» WRITTEN TASK: Copy the market commentary starting at "On the road" and ending at "correction from here.", replacing "investors" with "traders" each time it appears.
* start TEXT EXCERPT *
On the road ahead, Sharma said that interest rates have gone up sharply which will hurt earnings growth. "The benign rate cycle ended last year. PE multiples are inversely related to yields, so are likely to compress. Also, government finances are in a bad shape. The global situation remains bad, so investors need to play out this phase. Emerging markets are likely to hurt more than US equities."

 

According to Sharma, investors can find value at current levels. "Many companies are trading below 10 times earnings. It is too early to start aggressively buying mid- and smallcap names. Since small companies always need capital for growth, it will hurt more. I don't believe in midcap stories. Thos stocks will lose money over five years."

 

He feels the markets may correct more than 10% correction from here.

 

Ratnesh Kumar, CEO-Institutional Equities, Anand Rathi Financial Services, said inflation is likely to peak at 13% based on current oil prices. "Domestic oil price hike can take inflation higher from here. RBI has been tightening rates as a reaction to headline inflation numbers."

 

Most crude forecasts are inaccurate, so one needs to watch the trend, he said. "Foreign flows are negative on macro-economic concerns."
* end TEXT EXCERPT *
* start GIVEN INFORMATION *
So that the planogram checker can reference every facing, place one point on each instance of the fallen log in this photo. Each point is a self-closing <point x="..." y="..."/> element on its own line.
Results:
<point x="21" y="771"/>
* end GIVEN INFORMATION *
» ANSWER:
On the road ahead, Sharma said that interest rates have gone up sharply which will hurt earnings growth. "The benign rate cycle ended last year. PE multiples are inversely related to yields, so are likely to compress. Also, government finances are in a bad shape. The global situation remains bad, so traders need to play out this phase. Emerging markets are likely to hurt more than US equities."

 

According to Sharma, traders can find value at current levels. "Many companies are trading below 10 times earnings. It is too early to start aggressively buying mid- and smallcap names. Since small companies always need capital for growth, it will hurt more. I don't believe in midcap stories. Thos stocks will lose money over five years."

 

He feels the markets may correct more than 10% correction from here.